Available data —
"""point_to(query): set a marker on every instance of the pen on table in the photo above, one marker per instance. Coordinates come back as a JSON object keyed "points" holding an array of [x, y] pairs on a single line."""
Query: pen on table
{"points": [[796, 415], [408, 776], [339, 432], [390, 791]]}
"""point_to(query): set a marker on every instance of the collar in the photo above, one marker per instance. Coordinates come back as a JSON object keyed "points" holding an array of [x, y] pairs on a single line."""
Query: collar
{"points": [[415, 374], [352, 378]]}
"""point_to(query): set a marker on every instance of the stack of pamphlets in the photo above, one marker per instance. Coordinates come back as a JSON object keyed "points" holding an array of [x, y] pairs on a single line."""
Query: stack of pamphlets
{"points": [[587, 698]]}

...

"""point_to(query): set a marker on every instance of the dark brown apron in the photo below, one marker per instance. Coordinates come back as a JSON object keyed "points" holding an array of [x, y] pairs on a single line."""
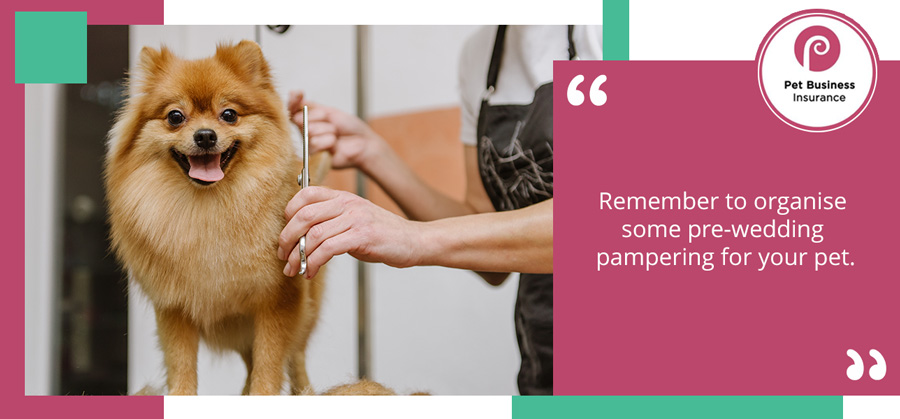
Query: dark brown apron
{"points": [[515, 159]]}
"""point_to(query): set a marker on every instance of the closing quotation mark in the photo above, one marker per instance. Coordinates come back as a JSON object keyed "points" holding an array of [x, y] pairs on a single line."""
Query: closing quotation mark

* * *

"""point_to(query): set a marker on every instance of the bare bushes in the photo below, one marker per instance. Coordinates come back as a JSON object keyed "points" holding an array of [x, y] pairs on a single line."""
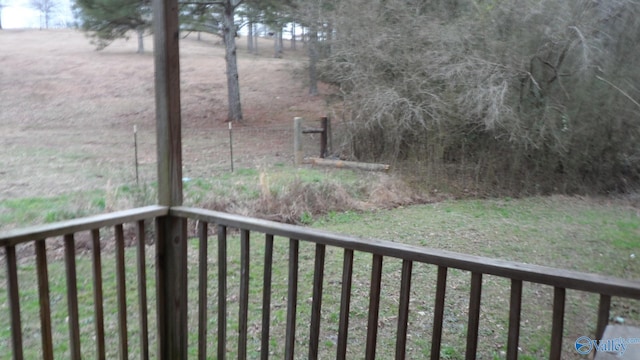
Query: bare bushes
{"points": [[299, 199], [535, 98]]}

The task — Single out each line of the records above with the string "holding" in it, and copy it.

Solution to this problem —
"""point_to(query): set a marker on every instance of the pen on table in the photo above, one marker per instance. Coordinates come back as a JSON object keyed "points" holding an array of [x, y] pairs on a single line."""
"""point_to(query): set a marker on every instance of the collar in the photo above, one marker per instance. Coordinates come back as a JSON object keyed "points" holding an array of [x, y] pairs on a single line."""
"""point_to(query): set a marker on every instance of the stack of pamphlets in the photo above, one marker per instance. Coordinates come back as a JSON object keyed "points" holding an array of [x, y] pairs on a single line."""
"""point_to(query): set a marker on every instance of the dark brown apron in the photo below, one marker per instance. Coordinates come back as a JSON object keyed "points" holding an array of [x, y] pairs on a single line."""
"""point_to(query): set a marker on every instance of the closing quotation mark in the photo above, one marker per instance. Coordinates come back as a JSON object keyed "points" holding an array of [x, y] pairs on a single line."""
"""point_to(query): set a marker on every instance of the bare bushes in the photo below, one marker per instance. Coordinates come back as a JSON object keyed "points" holding an array of [x, y] pairs on a single line."""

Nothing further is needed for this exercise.